### REQUIREMENT
Copy out the rows below from their very beginning through the line that contains "403 180 L 419", including both ends. Leave the pictures out of your answer.

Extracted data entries
----------------

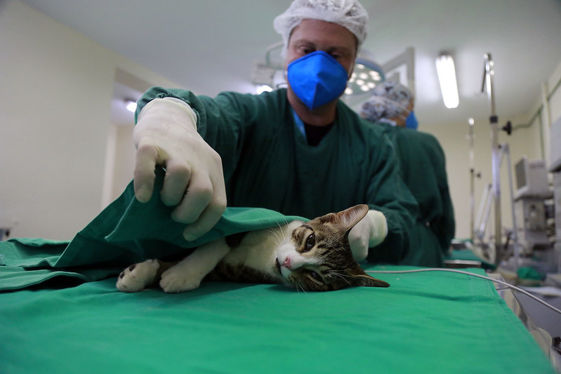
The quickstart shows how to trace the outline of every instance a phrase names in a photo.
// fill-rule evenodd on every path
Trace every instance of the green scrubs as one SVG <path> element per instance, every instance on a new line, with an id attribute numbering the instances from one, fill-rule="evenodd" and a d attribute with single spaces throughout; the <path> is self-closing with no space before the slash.
<path id="1" fill-rule="evenodd" d="M 417 206 L 381 128 L 340 101 L 331 131 L 310 146 L 296 127 L 286 89 L 211 98 L 154 87 L 139 100 L 137 114 L 149 101 L 166 97 L 184 100 L 196 112 L 197 131 L 222 158 L 229 206 L 312 218 L 367 203 L 384 213 L 388 225 L 388 236 L 369 259 L 403 259 Z"/>
<path id="2" fill-rule="evenodd" d="M 403 180 L 419 206 L 409 251 L 400 263 L 442 267 L 456 229 L 444 152 L 430 134 L 379 124 L 395 146 Z"/>

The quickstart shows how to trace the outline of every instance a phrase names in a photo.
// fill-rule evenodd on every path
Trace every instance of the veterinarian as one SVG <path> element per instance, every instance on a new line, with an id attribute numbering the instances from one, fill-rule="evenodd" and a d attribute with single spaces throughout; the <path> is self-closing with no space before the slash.
<path id="1" fill-rule="evenodd" d="M 436 138 L 416 131 L 415 98 L 404 86 L 383 82 L 372 90 L 361 116 L 384 128 L 395 146 L 405 184 L 419 206 L 402 264 L 444 266 L 456 222 L 448 189 L 446 159 Z"/>
<path id="2" fill-rule="evenodd" d="M 310 219 L 367 203 L 349 236 L 355 258 L 402 260 L 417 204 L 383 129 L 338 100 L 367 23 L 355 0 L 295 0 L 273 24 L 287 88 L 214 98 L 147 91 L 133 133 L 136 198 L 150 198 L 154 167 L 164 166 L 161 198 L 187 240 L 210 229 L 227 203 Z"/>

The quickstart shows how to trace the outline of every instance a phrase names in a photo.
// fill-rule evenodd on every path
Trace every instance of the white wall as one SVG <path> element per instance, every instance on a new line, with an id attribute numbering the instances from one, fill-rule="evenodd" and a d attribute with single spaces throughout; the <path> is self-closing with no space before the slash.
<path id="1" fill-rule="evenodd" d="M 548 79 L 548 93 L 550 93 L 561 79 L 561 64 L 552 72 Z M 541 82 L 536 82 L 537 86 Z M 552 122 L 561 115 L 561 88 L 550 98 L 549 105 Z M 508 143 L 510 149 L 512 166 L 526 155 L 529 159 L 543 159 L 541 149 L 541 133 L 540 131 L 540 117 L 532 123 L 529 121 L 541 105 L 541 98 L 536 98 L 535 108 L 526 116 L 520 118 L 506 118 L 501 116 L 500 108 L 497 108 L 499 124 L 502 126 L 510 120 L 517 129 L 510 136 L 501 131 L 499 142 Z M 485 108 L 488 109 L 488 108 Z M 470 236 L 470 163 L 469 143 L 468 141 L 468 124 L 467 120 L 462 123 L 423 126 L 422 119 L 419 119 L 420 130 L 433 133 L 440 142 L 447 157 L 447 171 L 450 185 L 452 201 L 456 213 L 458 238 L 469 238 Z M 520 126 L 523 125 L 523 126 Z M 475 171 L 481 173 L 481 178 L 475 180 L 475 213 L 482 196 L 484 187 L 492 181 L 491 168 L 491 126 L 489 119 L 483 119 L 475 121 L 474 125 L 475 163 Z M 549 141 L 549 140 L 546 140 Z M 560 145 L 561 146 L 561 145 Z M 501 168 L 501 213 L 502 226 L 512 227 L 512 211 L 510 202 L 510 192 L 508 178 L 506 160 Z M 515 185 L 515 189 L 516 186 Z M 487 233 L 494 233 L 491 213 L 487 227 Z"/>
<path id="2" fill-rule="evenodd" d="M 71 239 L 101 209 L 117 69 L 177 86 L 18 1 L 0 4 L 0 226 Z"/>
<path id="3" fill-rule="evenodd" d="M 16 0 L 0 3 L 0 226 L 17 221 L 13 236 L 70 239 L 101 209 L 112 133 L 117 133 L 116 153 L 122 161 L 114 166 L 112 196 L 131 175 L 131 127 L 110 123 L 116 70 L 153 85 L 178 86 Z M 560 76 L 561 65 L 552 72 L 550 90 Z M 536 108 L 540 100 L 536 98 Z M 561 115 L 561 89 L 550 105 L 555 120 Z M 508 119 L 526 123 L 534 114 L 508 119 L 497 109 L 501 124 Z M 446 152 L 456 236 L 469 237 L 467 122 L 423 126 L 419 120 L 421 129 L 435 134 Z M 523 154 L 541 158 L 534 122 L 511 137 L 501 135 L 500 141 L 510 145 L 513 163 Z M 476 121 L 475 170 L 482 175 L 476 181 L 476 208 L 491 178 L 489 131 L 488 120 Z M 510 225 L 507 183 L 503 178 L 503 223 Z"/>

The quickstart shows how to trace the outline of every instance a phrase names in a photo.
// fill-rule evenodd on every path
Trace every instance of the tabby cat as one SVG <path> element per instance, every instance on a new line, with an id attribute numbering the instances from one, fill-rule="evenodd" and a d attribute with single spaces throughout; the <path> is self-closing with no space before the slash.
<path id="1" fill-rule="evenodd" d="M 148 260 L 125 269 L 117 287 L 137 292 L 157 283 L 166 293 L 193 290 L 205 280 L 284 283 L 303 290 L 388 287 L 352 258 L 348 233 L 368 212 L 357 205 L 307 222 L 231 235 L 176 262 Z"/>

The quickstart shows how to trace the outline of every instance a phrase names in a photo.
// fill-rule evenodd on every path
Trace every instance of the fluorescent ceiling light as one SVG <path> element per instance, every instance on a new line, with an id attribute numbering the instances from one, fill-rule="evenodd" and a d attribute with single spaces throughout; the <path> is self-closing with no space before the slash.
<path id="1" fill-rule="evenodd" d="M 438 56 L 436 59 L 436 71 L 444 105 L 450 109 L 458 107 L 460 99 L 458 97 L 458 83 L 452 56 L 445 54 Z"/>

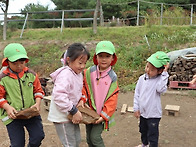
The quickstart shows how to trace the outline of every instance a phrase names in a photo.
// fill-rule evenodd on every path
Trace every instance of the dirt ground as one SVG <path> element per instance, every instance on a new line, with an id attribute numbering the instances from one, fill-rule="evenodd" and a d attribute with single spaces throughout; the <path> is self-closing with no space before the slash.
<path id="1" fill-rule="evenodd" d="M 160 121 L 159 147 L 196 147 L 196 98 L 187 96 L 186 91 L 168 90 L 162 95 L 163 117 Z M 138 120 L 133 113 L 121 114 L 123 104 L 133 105 L 133 92 L 120 93 L 118 109 L 115 113 L 116 125 L 110 131 L 103 132 L 106 147 L 134 147 L 140 144 L 140 133 L 138 132 Z M 165 115 L 165 106 L 179 105 L 179 116 Z M 45 139 L 41 147 L 62 147 L 56 135 L 55 128 L 47 120 L 48 111 L 42 104 L 41 115 L 43 119 Z M 85 141 L 85 126 L 81 126 L 81 145 L 87 147 Z M 28 140 L 28 135 L 27 140 Z M 5 126 L 0 122 L 0 147 L 8 147 L 9 138 Z"/>

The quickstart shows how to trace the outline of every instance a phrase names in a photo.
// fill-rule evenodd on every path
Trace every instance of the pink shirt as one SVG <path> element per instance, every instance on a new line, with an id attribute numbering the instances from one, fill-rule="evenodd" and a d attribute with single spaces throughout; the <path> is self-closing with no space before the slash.
<path id="1" fill-rule="evenodd" d="M 108 75 L 110 70 L 111 66 L 105 71 L 100 72 L 97 66 L 97 70 L 91 73 L 93 96 L 98 114 L 100 114 L 102 111 L 104 100 L 106 99 L 110 84 L 112 82 Z"/>

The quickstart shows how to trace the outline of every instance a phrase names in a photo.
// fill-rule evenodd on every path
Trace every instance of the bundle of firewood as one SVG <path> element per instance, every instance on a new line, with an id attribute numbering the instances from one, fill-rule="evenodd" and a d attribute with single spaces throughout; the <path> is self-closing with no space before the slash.
<path id="1" fill-rule="evenodd" d="M 178 57 L 168 72 L 169 81 L 191 81 L 196 74 L 196 54 Z"/>

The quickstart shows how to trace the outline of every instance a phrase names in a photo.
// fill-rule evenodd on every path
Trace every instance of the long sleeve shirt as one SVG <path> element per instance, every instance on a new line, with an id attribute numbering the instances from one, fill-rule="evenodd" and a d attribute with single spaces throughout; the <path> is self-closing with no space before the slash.
<path id="1" fill-rule="evenodd" d="M 64 66 L 50 76 L 53 79 L 54 88 L 48 120 L 59 123 L 69 121 L 67 115 L 82 96 L 82 73 L 76 74 L 69 66 Z"/>
<path id="2" fill-rule="evenodd" d="M 161 118 L 161 93 L 166 92 L 168 73 L 163 72 L 153 78 L 149 78 L 147 74 L 139 77 L 134 94 L 135 111 L 140 111 L 144 118 Z"/>

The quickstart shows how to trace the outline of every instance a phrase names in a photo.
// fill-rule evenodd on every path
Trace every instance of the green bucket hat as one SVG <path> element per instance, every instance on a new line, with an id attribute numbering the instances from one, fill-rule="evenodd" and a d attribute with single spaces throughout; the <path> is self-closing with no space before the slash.
<path id="1" fill-rule="evenodd" d="M 115 53 L 113 43 L 110 41 L 100 41 L 96 46 L 95 53 L 97 55 L 102 52 L 113 55 Z"/>
<path id="2" fill-rule="evenodd" d="M 4 59 L 2 61 L 2 66 L 7 66 L 6 60 L 14 62 L 18 59 L 25 58 L 28 62 L 28 56 L 25 48 L 19 43 L 10 43 L 4 49 Z"/>
<path id="3" fill-rule="evenodd" d="M 114 47 L 114 45 L 111 41 L 100 41 L 97 44 L 96 49 L 95 49 L 95 54 L 93 56 L 93 62 L 94 62 L 95 65 L 98 65 L 97 55 L 99 53 L 108 53 L 108 54 L 113 55 L 114 60 L 112 61 L 111 66 L 116 64 L 118 59 L 117 59 L 117 56 L 115 54 L 115 47 Z"/>
<path id="4" fill-rule="evenodd" d="M 157 51 L 156 53 L 152 54 L 147 59 L 147 61 L 154 65 L 156 68 L 160 68 L 164 65 L 167 65 L 170 59 L 165 52 Z"/>

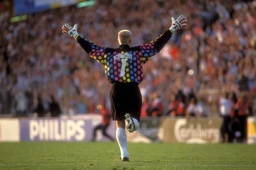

----------------

### TASK RESULT
The quickstart shows how to trace the outline of every instance a phrase names in a photo.
// fill-rule evenodd on every path
Trace every instance of the green scrubs as one SVG <path> element per instance, every instance on a new line, with an id attribute numbering the instances from one, fill-rule="evenodd" and a d attribute with single spaces throughout; the <path> is self-closing with no space before the slash.
<path id="1" fill-rule="evenodd" d="M 417 206 L 381 128 L 340 101 L 331 131 L 310 146 L 296 127 L 286 89 L 211 98 L 154 87 L 139 100 L 137 114 L 149 101 L 166 97 L 184 100 L 196 112 L 197 131 L 222 158 L 229 206 L 312 218 L 367 203 L 384 213 L 388 225 L 388 236 L 369 259 L 403 259 Z"/>
<path id="2" fill-rule="evenodd" d="M 403 180 L 419 206 L 409 251 L 400 263 L 442 267 L 456 229 L 444 152 L 430 134 L 379 124 L 395 146 Z"/>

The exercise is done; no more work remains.